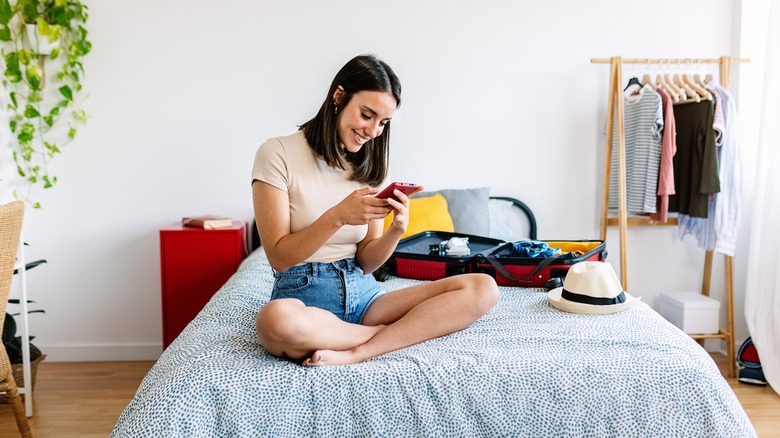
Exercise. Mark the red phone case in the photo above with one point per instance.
(387, 192)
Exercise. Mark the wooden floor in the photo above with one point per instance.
(85, 399)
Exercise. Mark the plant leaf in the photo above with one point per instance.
(5, 12)
(67, 92)
(5, 33)
(30, 112)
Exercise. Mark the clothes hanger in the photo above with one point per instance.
(689, 93)
(663, 81)
(677, 90)
(647, 79)
(696, 87)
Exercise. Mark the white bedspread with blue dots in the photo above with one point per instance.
(524, 369)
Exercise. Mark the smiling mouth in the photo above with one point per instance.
(359, 138)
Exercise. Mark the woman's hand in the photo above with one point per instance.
(401, 210)
(360, 207)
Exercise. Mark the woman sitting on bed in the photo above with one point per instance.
(321, 228)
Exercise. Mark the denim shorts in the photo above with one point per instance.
(339, 287)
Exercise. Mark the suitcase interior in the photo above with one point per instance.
(413, 259)
(521, 267)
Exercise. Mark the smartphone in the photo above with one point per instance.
(387, 192)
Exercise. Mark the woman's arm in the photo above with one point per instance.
(285, 249)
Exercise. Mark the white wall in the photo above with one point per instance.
(495, 93)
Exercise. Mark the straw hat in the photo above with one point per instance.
(591, 288)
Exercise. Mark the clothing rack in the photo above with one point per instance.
(623, 221)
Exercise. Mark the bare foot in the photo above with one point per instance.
(322, 358)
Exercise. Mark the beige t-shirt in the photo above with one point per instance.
(289, 164)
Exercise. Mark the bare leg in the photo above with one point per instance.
(417, 314)
(288, 328)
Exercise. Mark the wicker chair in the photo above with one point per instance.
(10, 228)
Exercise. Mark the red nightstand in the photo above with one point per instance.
(195, 263)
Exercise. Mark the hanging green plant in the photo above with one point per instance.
(36, 35)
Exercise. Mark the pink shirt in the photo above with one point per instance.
(666, 169)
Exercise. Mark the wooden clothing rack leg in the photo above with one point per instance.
(615, 107)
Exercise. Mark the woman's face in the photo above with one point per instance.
(364, 117)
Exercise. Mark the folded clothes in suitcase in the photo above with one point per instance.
(429, 256)
(546, 269)
(432, 255)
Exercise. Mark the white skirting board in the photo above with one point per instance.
(100, 353)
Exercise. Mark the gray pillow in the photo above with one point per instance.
(469, 209)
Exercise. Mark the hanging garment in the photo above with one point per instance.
(696, 162)
(718, 231)
(668, 149)
(643, 122)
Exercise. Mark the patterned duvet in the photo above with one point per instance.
(524, 369)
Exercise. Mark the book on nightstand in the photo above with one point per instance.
(209, 222)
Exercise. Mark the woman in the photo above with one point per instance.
(321, 229)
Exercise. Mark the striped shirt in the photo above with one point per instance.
(643, 124)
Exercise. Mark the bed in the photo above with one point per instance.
(523, 369)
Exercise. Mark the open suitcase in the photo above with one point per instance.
(421, 257)
(539, 272)
(415, 257)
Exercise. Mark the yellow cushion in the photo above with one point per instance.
(426, 214)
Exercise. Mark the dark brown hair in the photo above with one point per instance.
(370, 163)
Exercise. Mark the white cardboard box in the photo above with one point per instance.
(692, 312)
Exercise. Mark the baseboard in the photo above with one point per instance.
(100, 353)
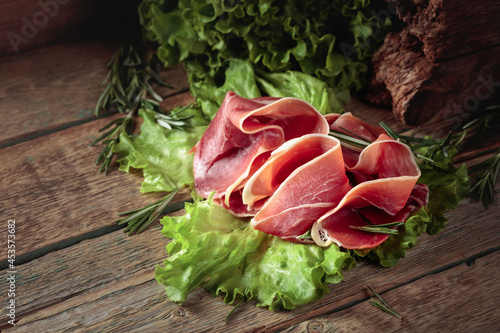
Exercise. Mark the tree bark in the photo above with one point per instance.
(443, 65)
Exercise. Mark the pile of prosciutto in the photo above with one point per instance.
(273, 160)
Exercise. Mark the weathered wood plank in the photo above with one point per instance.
(55, 193)
(460, 299)
(41, 92)
(27, 24)
(107, 282)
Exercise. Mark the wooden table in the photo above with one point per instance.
(76, 271)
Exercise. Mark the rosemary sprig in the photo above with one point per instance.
(128, 87)
(483, 179)
(172, 119)
(381, 304)
(109, 138)
(140, 219)
(380, 228)
(354, 143)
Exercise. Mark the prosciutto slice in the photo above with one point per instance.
(241, 137)
(384, 191)
(303, 179)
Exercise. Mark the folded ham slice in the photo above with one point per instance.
(241, 137)
(271, 158)
(385, 190)
(303, 179)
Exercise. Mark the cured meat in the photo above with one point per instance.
(303, 179)
(241, 137)
(387, 193)
(271, 158)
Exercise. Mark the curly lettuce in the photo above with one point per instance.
(328, 40)
(212, 248)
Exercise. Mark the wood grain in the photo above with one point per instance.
(441, 302)
(55, 192)
(61, 93)
(115, 275)
(27, 24)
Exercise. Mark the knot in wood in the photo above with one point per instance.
(315, 327)
(180, 312)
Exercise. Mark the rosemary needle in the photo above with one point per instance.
(380, 228)
(381, 304)
(139, 219)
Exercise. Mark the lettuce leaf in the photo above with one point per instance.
(395, 247)
(161, 154)
(209, 244)
(329, 40)
(241, 77)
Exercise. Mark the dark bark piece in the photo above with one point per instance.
(443, 63)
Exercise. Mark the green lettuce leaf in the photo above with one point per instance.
(241, 77)
(162, 154)
(238, 261)
(328, 40)
(395, 247)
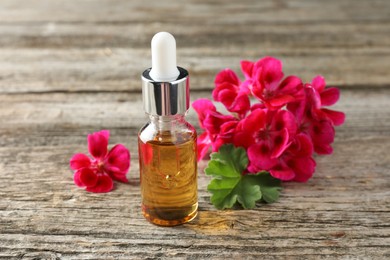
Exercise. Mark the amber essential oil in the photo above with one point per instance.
(167, 143)
(168, 174)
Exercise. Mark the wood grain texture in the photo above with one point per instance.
(100, 45)
(68, 68)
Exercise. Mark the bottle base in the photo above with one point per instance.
(169, 217)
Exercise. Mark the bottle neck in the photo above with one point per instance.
(167, 123)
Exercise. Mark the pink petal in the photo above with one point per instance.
(203, 106)
(240, 105)
(271, 72)
(227, 75)
(97, 143)
(279, 101)
(76, 179)
(280, 143)
(313, 96)
(260, 158)
(304, 168)
(323, 148)
(257, 89)
(319, 83)
(117, 162)
(79, 161)
(302, 146)
(255, 121)
(284, 119)
(336, 117)
(104, 184)
(226, 97)
(247, 68)
(225, 86)
(88, 177)
(329, 96)
(290, 85)
(282, 172)
(119, 157)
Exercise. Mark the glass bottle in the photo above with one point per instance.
(167, 144)
(168, 170)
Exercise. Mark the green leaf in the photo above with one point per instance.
(229, 186)
(270, 187)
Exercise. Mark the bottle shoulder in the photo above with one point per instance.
(176, 133)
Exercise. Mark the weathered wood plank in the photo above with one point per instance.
(24, 70)
(97, 45)
(68, 68)
(204, 11)
(342, 212)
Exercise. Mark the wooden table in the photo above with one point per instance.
(69, 68)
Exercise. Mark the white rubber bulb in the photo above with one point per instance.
(164, 58)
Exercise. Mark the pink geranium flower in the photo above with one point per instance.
(296, 163)
(265, 81)
(267, 135)
(96, 174)
(219, 128)
(314, 120)
(231, 92)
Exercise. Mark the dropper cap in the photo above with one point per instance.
(164, 57)
(165, 87)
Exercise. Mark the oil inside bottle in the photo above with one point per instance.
(168, 174)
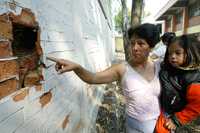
■ ■ ■ ■ ■ ■ ■
Directions for this task
Leave out the pictures and output everything else in the records exactly.

Response to the exercise
Exercise. Mark the red phone case in the photo above with one point per instance.
(387, 192)
Exercise. Mark the wooden floor in the photo above with one point per instance.
(85, 399)
Exercise. Mark the plant leaf in the photo above with one point per instance.
(5, 12)
(67, 92)
(5, 33)
(30, 112)
Exercise. Mark the clothes hanger in the photo above with one point per instance.
(689, 93)
(663, 81)
(677, 90)
(647, 79)
(696, 87)
Exercise. Mark the white bedspread with blue dots in the photo above with one point per instance.
(524, 369)
Exercise. Mark the smiling mouth in the photo above with one point per instance.
(359, 138)
Exercise. Mark the woman's hand in the photo above with one point per instance.
(401, 210)
(360, 207)
Exercise. Mark the woman sitting on bed in the photo above with one point per instance.
(321, 228)
Exercise. Mark the denim shorts in the photo above with one point per instance.
(339, 287)
Exercise. Mark the suitcase interior in the photo above with one point per instance.
(413, 259)
(521, 267)
Exercise. Mark the smartphone in the photo above with one point per instance.
(387, 192)
Exercise. Mark the woman's arm in the photo above with one point per instance.
(285, 249)
Exercise. Mark the white wall in the photo above with one point per instance.
(495, 93)
Exercise. Mark the straw hat in the photo above with one point per instance.
(591, 288)
Exercise. Mark the clothing rack in the photo above with one point per instance.
(623, 221)
Exercise. Mark the bare foot in the photo above with one point per instance.
(322, 358)
Exercise. Mark the beige t-shirt in the photo above with one point per instance.
(289, 164)
Exercise. Mark the bare leg in the photo above with one point per instance.
(417, 314)
(288, 328)
Exercise. Mark the wicker chair in the photo above with one point per instance.
(10, 228)
Exercise. Mark the red nightstand in the photo above with one point per instance.
(195, 263)
Exercise. Mark the hanging green plant in the photo above with one point per instance.
(36, 35)
Exercise. Mark the pink shirt in the photo above with one point per instance.
(666, 169)
Exercise. Mark the wooden clothing rack leg in the photo above with one point per instance.
(615, 107)
Exercise. Mark the woman's face in the photo above with one point per instance.
(364, 117)
Exercise. Mark the folded clothes in suitcase in the photo above with one point per instance.
(429, 256)
(546, 269)
(432, 255)
Exercise. Mark the white skirting board in the photo above with one point per instance.
(100, 353)
Exercise. Mark the gray pillow in the photo above with one point per instance.
(469, 209)
Exercise. Mark the hanging garment in the photo above with one point per instance.
(696, 162)
(718, 231)
(668, 149)
(643, 122)
Exercise. Mark the patterned duvet in the photo above with one point per instance.
(524, 369)
Exercise. Mark the book on nightstand in the photo above with one point per instance.
(209, 222)
Exercise. Mark the woman in the photo above with one point per instance.
(321, 229)
Exercise. Mark the striped shirt in the photo above with one point per instance.
(643, 124)
Exercise. Mark the bed in the photo above with one point per instance.
(523, 369)
Exercise. Mark the open suitcase in the photo above with one point per instance.
(421, 257)
(539, 272)
(415, 257)
Exercise. Mark the yellow cushion in the photo above with one point per instance.
(426, 214)
Exercise. Mark the dark brown hair in the photo above with one point per instance.
(370, 163)
Exercise. Mark the white cardboard box in the photo above with one point per instance.
(692, 312)
Exercise. Mark the baseboard in the photo above with one point per instance.
(100, 353)
Exercise. Mark the tree bark in the photo above with one point per instance.
(443, 65)
Exercise. Mark the pile of prosciutto in the photo above with one point per instance.
(273, 160)
Exercise. Mark the weathered wood plank in the photo above with one point per instance.
(55, 193)
(460, 299)
(41, 92)
(27, 24)
(107, 282)
Exercise. Mark the wooden table in the photo above with one point per instance.
(76, 271)
Exercise. Mark the rosemary sprig in the photo above with one point per instance.
(128, 87)
(483, 179)
(172, 119)
(381, 304)
(109, 138)
(140, 219)
(380, 228)
(354, 143)
Exercise. Mark the prosciutto slice in the photo above with one point per instance.
(241, 137)
(384, 191)
(303, 179)
Exercise. Mark the folded ham slice in the photo above with one point per instance.
(241, 137)
(271, 158)
(385, 190)
(303, 179)
Exercise. Mark the cured meat in the photo above with one point per instance.
(303, 179)
(241, 137)
(387, 193)
(271, 158)
Exercise. Mark the curly lettuce in the photo above with one point per instance.
(328, 40)
(212, 248)
Exercise. Mark the wood grain in the photo above with one point per instance.
(441, 302)
(55, 192)
(61, 93)
(115, 275)
(27, 24)
Exercise. Mark the knot in wood in the photo above with one point per instance.
(315, 327)
(180, 312)
Exercise. Mark the rosemary needle in the photo above with one point per instance.
(380, 228)
(381, 304)
(139, 219)
Exercise. Mark the lettuce leaf in the photo above with one point per instance.
(395, 247)
(161, 154)
(209, 244)
(329, 40)
(241, 77)
Exercise. Mark the dark bark piece in the photo above with one point per instance.
(443, 63)
Exercise. Mark the green lettuce leaf in the photo above with one point per instance.
(241, 77)
(162, 154)
(238, 261)
(328, 40)
(395, 247)
Exercise. Mark the amber essential oil in the photo above with one point per instance.
(167, 143)
(168, 174)
Exercise. Mark the wood grain texture in the photo above with one point per instance.
(100, 45)
(68, 68)
Exercise. Mark the bottle base in the photo above with one point per instance.
(169, 217)
Exercise. Mark the bottle neck in the photo above with one point per instance.
(167, 123)
Exercise. Mark the pink petal in the photo above with one point per instance.
(203, 106)
(240, 105)
(271, 72)
(227, 75)
(97, 143)
(279, 101)
(76, 179)
(280, 143)
(313, 96)
(260, 158)
(304, 168)
(323, 148)
(257, 89)
(319, 83)
(117, 162)
(79, 161)
(302, 146)
(255, 121)
(284, 119)
(336, 117)
(104, 184)
(226, 97)
(247, 68)
(225, 86)
(88, 177)
(329, 96)
(290, 85)
(282, 172)
(119, 157)
Exercise. Mark the glass bottle in the photo above with one point per instance.
(167, 144)
(168, 170)
Exercise. Mark the green leaf in the photo above with one point per instance.
(229, 186)
(270, 187)
Exercise. Mark the bottle shoulder in the photo above with one point per instance.
(176, 133)
Exercise. Mark the weathered wood plank in the photo above with one point per instance.
(24, 70)
(97, 45)
(68, 68)
(204, 11)
(342, 212)
Exercise. Mark the wooden table in the photo above with one point per instance.
(69, 68)
Exercise. Mark the white rubber bulb in the photo above with one point per instance.
(164, 58)
Exercise. Mark the pink geranium flower in the photo above with one point per instance.
(296, 163)
(265, 81)
(267, 135)
(96, 174)
(219, 128)
(314, 120)
(231, 92)
Exercise. Mark the dropper cap in the photo above with one point per instance.
(164, 57)
(165, 87)
Exercise. Mark the oil inside bottle in the photo above with one point per instance.
(168, 174)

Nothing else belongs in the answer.